== THE PROBLEM ==
Reproduce the records from the line with "Check that one keypoint sits on every instance of the man's" up to and including the line with "Check that one keypoint sits on every instance of the varnished", swapping every "coordinates" for "positions" and leaving everything else unchanged.
-- Start EXCERPTED RECORDS --
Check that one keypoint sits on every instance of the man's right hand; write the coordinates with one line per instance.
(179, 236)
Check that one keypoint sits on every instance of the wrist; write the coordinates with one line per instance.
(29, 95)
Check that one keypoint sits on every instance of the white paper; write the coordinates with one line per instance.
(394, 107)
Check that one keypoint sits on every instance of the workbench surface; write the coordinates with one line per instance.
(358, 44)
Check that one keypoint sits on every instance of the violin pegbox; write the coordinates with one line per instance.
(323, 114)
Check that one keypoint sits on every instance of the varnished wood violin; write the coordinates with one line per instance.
-- End EXCERPTED RECORDS --
-- Start EXCERPTED RECORDS --
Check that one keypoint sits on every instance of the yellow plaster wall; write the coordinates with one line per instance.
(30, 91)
-- End EXCERPTED RECORDS --
-- Start EXCERPTED RECORDS --
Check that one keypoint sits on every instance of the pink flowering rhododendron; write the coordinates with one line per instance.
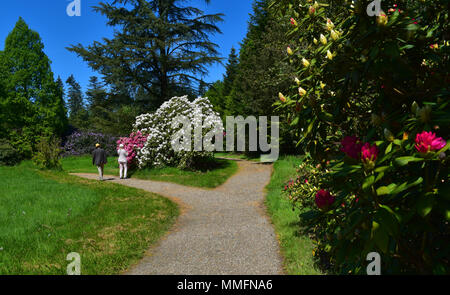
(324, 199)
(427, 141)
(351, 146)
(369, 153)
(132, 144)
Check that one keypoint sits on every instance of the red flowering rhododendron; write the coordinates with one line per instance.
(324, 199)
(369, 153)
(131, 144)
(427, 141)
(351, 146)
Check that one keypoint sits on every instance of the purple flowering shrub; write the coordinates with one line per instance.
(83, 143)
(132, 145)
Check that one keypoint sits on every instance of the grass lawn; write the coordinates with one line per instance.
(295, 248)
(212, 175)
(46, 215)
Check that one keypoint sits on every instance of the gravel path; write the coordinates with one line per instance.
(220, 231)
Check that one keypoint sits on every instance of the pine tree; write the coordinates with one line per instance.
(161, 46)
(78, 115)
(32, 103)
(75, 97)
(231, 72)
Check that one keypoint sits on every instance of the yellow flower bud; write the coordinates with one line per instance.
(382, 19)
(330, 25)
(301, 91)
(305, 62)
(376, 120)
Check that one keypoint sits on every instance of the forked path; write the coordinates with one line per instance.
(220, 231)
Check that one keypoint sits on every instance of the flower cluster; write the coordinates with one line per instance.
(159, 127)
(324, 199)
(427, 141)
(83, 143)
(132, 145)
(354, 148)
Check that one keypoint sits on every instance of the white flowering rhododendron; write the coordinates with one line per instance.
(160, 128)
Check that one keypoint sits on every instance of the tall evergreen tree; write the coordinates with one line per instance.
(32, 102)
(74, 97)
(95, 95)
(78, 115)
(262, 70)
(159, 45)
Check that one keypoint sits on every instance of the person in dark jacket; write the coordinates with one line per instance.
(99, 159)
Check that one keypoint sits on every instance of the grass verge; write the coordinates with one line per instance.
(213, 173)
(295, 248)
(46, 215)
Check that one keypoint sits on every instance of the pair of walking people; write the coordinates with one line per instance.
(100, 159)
-- End EXCERPTED RECORDS --
== CORRECT RESPONSE ==
Check that one keypoint sits on every instance of the man's right hand; write the positions with one line per instance.
(179, 236)
Check that one keypoint sits on every instance of the wrist; write the positions with one line per instance.
(29, 95)
Check that one keypoint sits on every instance of the white paper; write the positions with one line per instance.
(394, 107)
Check that one keypoint sits on every instance of the workbench surface; write the positions with one line per instance.
(358, 44)
Check that one keypoint sits on every instance of the violin pegbox; write the positions with one line per instance.
(323, 114)
Check that one keypoint sits on every instance of the varnished wood violin; write the positions with one line per instance.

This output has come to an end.